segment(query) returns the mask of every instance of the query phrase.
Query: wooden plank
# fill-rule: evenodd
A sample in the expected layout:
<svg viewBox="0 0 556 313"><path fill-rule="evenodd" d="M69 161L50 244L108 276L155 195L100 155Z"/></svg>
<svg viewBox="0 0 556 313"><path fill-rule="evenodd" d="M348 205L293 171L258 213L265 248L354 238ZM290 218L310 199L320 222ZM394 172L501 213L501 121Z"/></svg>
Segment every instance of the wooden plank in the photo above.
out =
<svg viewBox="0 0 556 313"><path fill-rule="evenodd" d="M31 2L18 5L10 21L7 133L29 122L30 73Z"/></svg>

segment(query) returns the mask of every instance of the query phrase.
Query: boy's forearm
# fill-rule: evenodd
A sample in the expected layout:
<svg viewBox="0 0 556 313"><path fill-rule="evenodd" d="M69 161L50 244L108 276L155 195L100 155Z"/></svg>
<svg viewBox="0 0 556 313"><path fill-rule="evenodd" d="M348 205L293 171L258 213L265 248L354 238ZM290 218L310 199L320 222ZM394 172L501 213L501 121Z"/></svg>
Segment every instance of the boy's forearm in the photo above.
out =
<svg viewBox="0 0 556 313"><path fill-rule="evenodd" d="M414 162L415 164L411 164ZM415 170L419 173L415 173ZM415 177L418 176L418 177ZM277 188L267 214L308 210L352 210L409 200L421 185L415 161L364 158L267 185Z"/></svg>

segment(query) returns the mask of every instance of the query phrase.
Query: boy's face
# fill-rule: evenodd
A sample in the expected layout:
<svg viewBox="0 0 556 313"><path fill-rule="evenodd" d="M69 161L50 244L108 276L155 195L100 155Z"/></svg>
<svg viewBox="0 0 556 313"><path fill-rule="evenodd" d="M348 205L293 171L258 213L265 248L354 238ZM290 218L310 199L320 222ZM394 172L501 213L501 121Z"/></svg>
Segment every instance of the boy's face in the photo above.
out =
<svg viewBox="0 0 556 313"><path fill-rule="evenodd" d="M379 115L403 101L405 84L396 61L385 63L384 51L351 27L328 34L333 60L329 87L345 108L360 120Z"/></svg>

+++++

■ WORK INSTRUCTION: Print the records once more, exactly as they were given.

■ RESPONSE TO THE EXERCISE:
segment(query) returns the mask of every instance of the query phrase.
Query: wooden plank
# fill-rule: evenodd
A sample in the expected layout:
<svg viewBox="0 0 556 313"><path fill-rule="evenodd" d="M69 161L50 244L108 276L155 195L100 155Z"/></svg>
<svg viewBox="0 0 556 313"><path fill-rule="evenodd" d="M348 205L293 171L258 213L265 248L354 238ZM290 218L310 199L320 222ZM394 172L501 213L501 121Z"/></svg>
Segment every instance of the wooden plank in the photo above.
out =
<svg viewBox="0 0 556 313"><path fill-rule="evenodd" d="M31 2L18 5L10 21L7 133L29 122L30 73Z"/></svg>

segment(query) returns the mask of every instance of the query phrase.
Query: boy's forearm
# fill-rule: evenodd
A sample in the expected layout:
<svg viewBox="0 0 556 313"><path fill-rule="evenodd" d="M69 161L50 244L108 276L155 195L100 155Z"/></svg>
<svg viewBox="0 0 556 313"><path fill-rule="evenodd" d="M348 205L293 171L258 213L265 248L354 238ZM290 218L310 199L320 222ZM394 172L501 213L501 121Z"/></svg>
Segment every instance of the boy's forearm in the photo above.
out =
<svg viewBox="0 0 556 313"><path fill-rule="evenodd" d="M414 162L415 164L411 164ZM415 170L419 173L415 173ZM415 177L418 176L418 177ZM277 188L267 214L308 210L352 210L409 200L421 185L415 161L364 158L267 185Z"/></svg>

segment(query) returns the mask of every instance of the query phrase.
Query: boy's face
# fill-rule: evenodd
A sample in the expected layout:
<svg viewBox="0 0 556 313"><path fill-rule="evenodd" d="M69 161L50 244L108 276L155 195L100 155Z"/></svg>
<svg viewBox="0 0 556 313"><path fill-rule="evenodd" d="M348 205L293 171L258 213L265 248L354 238ZM290 218L310 199L320 222ZM394 172L501 213L501 121Z"/></svg>
Segment every instance of the boy's face in the photo above.
out =
<svg viewBox="0 0 556 313"><path fill-rule="evenodd" d="M379 115L403 101L405 84L396 61L385 63L384 51L351 27L328 34L333 60L329 87L345 108L360 120Z"/></svg>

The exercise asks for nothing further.